WHAT IS BEING ASKED
All entries are to be printed again exactly, with their images omitted.

Saved entries:
● ● ●
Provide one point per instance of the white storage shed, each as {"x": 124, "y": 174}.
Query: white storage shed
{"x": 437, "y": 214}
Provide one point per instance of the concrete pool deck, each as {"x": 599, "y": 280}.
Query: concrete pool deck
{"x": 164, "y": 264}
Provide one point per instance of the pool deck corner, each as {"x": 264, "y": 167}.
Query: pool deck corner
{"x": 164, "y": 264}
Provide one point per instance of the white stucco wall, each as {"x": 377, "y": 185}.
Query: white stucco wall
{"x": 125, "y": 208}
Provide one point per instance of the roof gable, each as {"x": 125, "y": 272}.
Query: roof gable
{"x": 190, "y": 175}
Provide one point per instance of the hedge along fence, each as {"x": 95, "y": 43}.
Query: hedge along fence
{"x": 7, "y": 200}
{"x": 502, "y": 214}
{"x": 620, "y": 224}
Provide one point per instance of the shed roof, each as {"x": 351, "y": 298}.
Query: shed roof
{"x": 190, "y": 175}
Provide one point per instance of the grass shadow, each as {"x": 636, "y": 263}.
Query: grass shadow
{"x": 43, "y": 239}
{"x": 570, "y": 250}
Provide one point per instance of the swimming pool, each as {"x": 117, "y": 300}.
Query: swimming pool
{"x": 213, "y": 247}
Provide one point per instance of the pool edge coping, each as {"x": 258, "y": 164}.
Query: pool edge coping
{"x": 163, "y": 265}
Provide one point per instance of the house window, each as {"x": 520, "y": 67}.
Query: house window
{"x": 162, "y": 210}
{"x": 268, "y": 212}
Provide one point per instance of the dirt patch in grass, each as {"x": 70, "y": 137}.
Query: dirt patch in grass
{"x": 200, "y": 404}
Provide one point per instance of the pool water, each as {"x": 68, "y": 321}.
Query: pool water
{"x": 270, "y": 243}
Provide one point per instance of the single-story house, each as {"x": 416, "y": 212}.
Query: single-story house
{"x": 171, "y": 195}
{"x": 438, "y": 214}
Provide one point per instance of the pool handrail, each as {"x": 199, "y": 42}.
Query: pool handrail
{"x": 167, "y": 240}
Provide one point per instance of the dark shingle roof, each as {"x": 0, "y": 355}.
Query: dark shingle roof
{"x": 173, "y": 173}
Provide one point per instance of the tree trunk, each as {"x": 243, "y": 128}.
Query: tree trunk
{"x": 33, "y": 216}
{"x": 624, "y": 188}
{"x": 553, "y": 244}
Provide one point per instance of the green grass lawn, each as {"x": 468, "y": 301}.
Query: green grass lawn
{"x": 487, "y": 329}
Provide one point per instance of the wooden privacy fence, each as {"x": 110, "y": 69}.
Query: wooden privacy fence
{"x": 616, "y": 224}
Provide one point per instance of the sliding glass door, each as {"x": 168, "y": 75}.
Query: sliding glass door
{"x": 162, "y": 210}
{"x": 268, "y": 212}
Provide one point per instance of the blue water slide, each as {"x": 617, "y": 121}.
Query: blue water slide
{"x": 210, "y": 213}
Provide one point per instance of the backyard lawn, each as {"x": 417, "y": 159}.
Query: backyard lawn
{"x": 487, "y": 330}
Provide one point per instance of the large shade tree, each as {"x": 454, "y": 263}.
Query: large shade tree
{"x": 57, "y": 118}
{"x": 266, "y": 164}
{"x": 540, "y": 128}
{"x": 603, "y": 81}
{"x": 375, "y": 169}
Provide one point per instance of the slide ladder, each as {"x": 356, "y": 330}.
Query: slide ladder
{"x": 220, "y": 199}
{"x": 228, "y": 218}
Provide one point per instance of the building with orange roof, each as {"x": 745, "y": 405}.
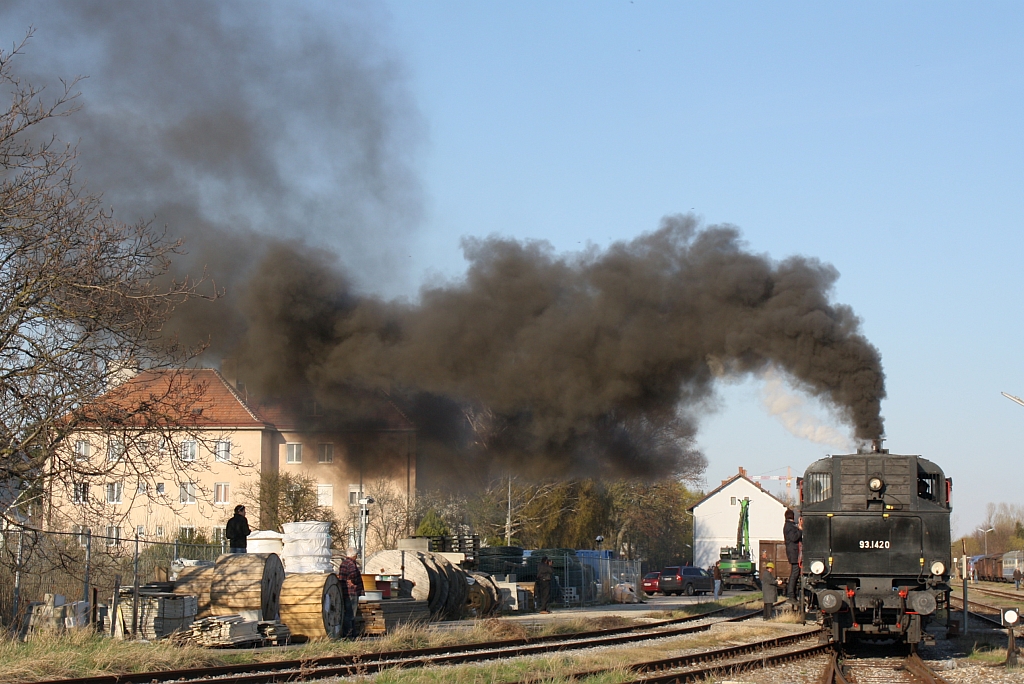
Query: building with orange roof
{"x": 168, "y": 454}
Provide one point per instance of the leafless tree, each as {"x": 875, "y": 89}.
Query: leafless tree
{"x": 83, "y": 302}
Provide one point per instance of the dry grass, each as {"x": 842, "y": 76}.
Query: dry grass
{"x": 551, "y": 669}
{"x": 82, "y": 654}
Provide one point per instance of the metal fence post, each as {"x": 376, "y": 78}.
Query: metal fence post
{"x": 88, "y": 563}
{"x": 17, "y": 571}
{"x": 134, "y": 607}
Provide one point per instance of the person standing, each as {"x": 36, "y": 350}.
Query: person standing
{"x": 542, "y": 590}
{"x": 238, "y": 530}
{"x": 769, "y": 590}
{"x": 351, "y": 590}
{"x": 793, "y": 536}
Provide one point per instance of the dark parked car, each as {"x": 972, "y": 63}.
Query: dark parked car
{"x": 650, "y": 583}
{"x": 686, "y": 580}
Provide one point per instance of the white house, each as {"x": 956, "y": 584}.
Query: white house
{"x": 716, "y": 518}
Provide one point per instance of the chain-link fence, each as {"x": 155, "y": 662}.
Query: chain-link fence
{"x": 580, "y": 581}
{"x": 34, "y": 563}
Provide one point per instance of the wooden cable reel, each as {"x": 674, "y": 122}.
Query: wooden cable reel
{"x": 195, "y": 581}
{"x": 247, "y": 582}
{"x": 312, "y": 605}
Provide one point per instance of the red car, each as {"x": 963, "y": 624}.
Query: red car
{"x": 651, "y": 583}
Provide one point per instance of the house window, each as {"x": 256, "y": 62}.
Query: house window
{"x": 83, "y": 450}
{"x": 115, "y": 451}
{"x": 224, "y": 451}
{"x": 221, "y": 493}
{"x": 325, "y": 495}
{"x": 81, "y": 535}
{"x": 354, "y": 494}
{"x": 114, "y": 493}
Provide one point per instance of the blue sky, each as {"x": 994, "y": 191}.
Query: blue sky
{"x": 884, "y": 138}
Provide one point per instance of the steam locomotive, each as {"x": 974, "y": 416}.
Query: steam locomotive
{"x": 876, "y": 554}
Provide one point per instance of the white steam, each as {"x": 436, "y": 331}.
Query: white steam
{"x": 792, "y": 410}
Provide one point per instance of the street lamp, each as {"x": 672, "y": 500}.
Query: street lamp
{"x": 990, "y": 529}
{"x": 364, "y": 521}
● ● ●
WRITTEN RESPONSE
Provide one point per instance of the white storage shed, each as {"x": 124, "y": 174}.
Query: white storage shed
{"x": 437, "y": 214}
Provide one point per instance of the concrete pool deck, each as {"x": 599, "y": 280}.
Query: concrete pool deck
{"x": 164, "y": 264}
Provide one point per instance of the pool deck corner, each as {"x": 264, "y": 167}.
Query: pool deck corner
{"x": 164, "y": 264}
Provide one point per instance of the white stucco wall, each as {"x": 377, "y": 185}.
Query: white stucco wall
{"x": 125, "y": 208}
Provide one point per instance of the roof gable, each as {"x": 125, "y": 272}.
Query: roof gable
{"x": 190, "y": 175}
Provide one point per instance of the hedge along fence, each as {"x": 95, "y": 43}.
Query: hedge along fence
{"x": 7, "y": 200}
{"x": 502, "y": 214}
{"x": 620, "y": 224}
Provide one point per instance of the shed roof, each as {"x": 351, "y": 298}.
Query: shed roof
{"x": 190, "y": 175}
Provide one point per instance of the grass shadow, each as {"x": 636, "y": 263}.
Query: grass shadow
{"x": 43, "y": 239}
{"x": 570, "y": 250}
Provide one point per instance of the swimming pool, each as {"x": 117, "y": 300}.
Query: swimming pool
{"x": 213, "y": 247}
Provide one point per instance of the pool edge coping, each as {"x": 258, "y": 164}.
Query: pool edge coping
{"x": 163, "y": 265}
Provide one point per instance of the house window, each as {"x": 520, "y": 67}.
Query: house window
{"x": 162, "y": 210}
{"x": 268, "y": 212}
Provide one point per instance of the dirt patch in grass, each as {"x": 70, "y": 137}.
Query: dirt patch in grass
{"x": 200, "y": 404}
Provide one point per instance of the pool water, each as {"x": 68, "y": 321}.
Query: pool water
{"x": 270, "y": 243}
Provide one point per instance of the single-story house, each as {"x": 416, "y": 212}.
Query: single-story house
{"x": 171, "y": 195}
{"x": 438, "y": 214}
Provide one point per instance of the pool handrail, each as {"x": 199, "y": 42}.
Query: pool handrail
{"x": 167, "y": 240}
Provide one point per instance of the dark shingle roof, each as {"x": 0, "y": 355}.
Query: dark shingle roof
{"x": 173, "y": 173}
Provide one point per instance of the tree trunk, each as {"x": 243, "y": 128}.
Query: tree trunk
{"x": 33, "y": 216}
{"x": 624, "y": 188}
{"x": 553, "y": 244}
Provide one point per instance of the green grass lawn, each as {"x": 468, "y": 301}.
Query: green grass lawn
{"x": 487, "y": 329}
Provide one point per instance of the wooden privacy fence, each as {"x": 110, "y": 69}.
Query: wooden privacy fence
{"x": 616, "y": 224}
Provide one point per instance of the sliding glass door, each as {"x": 168, "y": 75}.
Query: sliding glass door
{"x": 162, "y": 210}
{"x": 268, "y": 212}
Provide one point per instance of the blue water slide, each as {"x": 617, "y": 121}.
Query: blue water slide
{"x": 210, "y": 213}
Provide one point per instance of the backyard lawn, each as {"x": 417, "y": 159}.
Query: backyard lawn
{"x": 487, "y": 330}
Provide one point per instance of the large shade tree, each as {"x": 454, "y": 263}.
Query: large shade tree
{"x": 57, "y": 118}
{"x": 266, "y": 164}
{"x": 540, "y": 128}
{"x": 603, "y": 81}
{"x": 375, "y": 169}
Provide one point per instance of the slide ladder, each as {"x": 356, "y": 330}.
Query: slide ladder
{"x": 220, "y": 199}
{"x": 228, "y": 218}
Provide one point per instance of the building with orange roof, each as {"x": 745, "y": 405}.
Query: building with orange roof
{"x": 168, "y": 454}
Provide one point per instance of the leafless tree, each as {"x": 875, "y": 89}.
Query: leafless tree
{"x": 83, "y": 302}
Provide one point per instance of the dry grass, each as {"x": 842, "y": 76}.
Query: dry grass
{"x": 551, "y": 669}
{"x": 82, "y": 654}
Provide one point per instance of the metal fence post, each as {"x": 376, "y": 78}.
Query: metal fence post
{"x": 88, "y": 563}
{"x": 17, "y": 571}
{"x": 134, "y": 607}
Provide one point per instance of the person standing, each as {"x": 36, "y": 350}.
Query: person standing
{"x": 542, "y": 590}
{"x": 238, "y": 530}
{"x": 769, "y": 590}
{"x": 351, "y": 590}
{"x": 793, "y": 536}
Provide one point per instance of the dark parked car, each as {"x": 972, "y": 63}.
Query: dark parked car
{"x": 650, "y": 583}
{"x": 686, "y": 580}
Provide one point per instance of the white house, each as {"x": 956, "y": 584}.
Query: white house
{"x": 716, "y": 518}
Provide one point per instance of the chain-link fence, each as {"x": 155, "y": 662}.
Query: chain-link fence
{"x": 580, "y": 581}
{"x": 34, "y": 563}
Provide one point per instance of the wooden cable reel, each as {"x": 674, "y": 122}.
Query: wooden cable reel
{"x": 195, "y": 581}
{"x": 247, "y": 582}
{"x": 312, "y": 605}
Provide one point per instance of the red car, each as {"x": 963, "y": 624}.
Query: red car
{"x": 651, "y": 583}
Provide one point per instance of the house window, each as {"x": 256, "y": 62}.
Query: house window
{"x": 83, "y": 450}
{"x": 115, "y": 451}
{"x": 224, "y": 451}
{"x": 221, "y": 493}
{"x": 325, "y": 495}
{"x": 81, "y": 535}
{"x": 354, "y": 494}
{"x": 114, "y": 493}
Provide one point per instance of the blue sky, each as {"x": 994, "y": 191}.
Query: blue sky
{"x": 884, "y": 138}
Provide one point per instance of the steam locomotive, each as {"x": 974, "y": 416}.
Query: steam locomotive
{"x": 876, "y": 554}
Provide one point per instance of the white steam, each as {"x": 436, "y": 331}.
Query: white steam
{"x": 792, "y": 410}
Provide one point per instance of the street lamp, each as {"x": 672, "y": 500}.
Query: street lamp
{"x": 990, "y": 529}
{"x": 364, "y": 521}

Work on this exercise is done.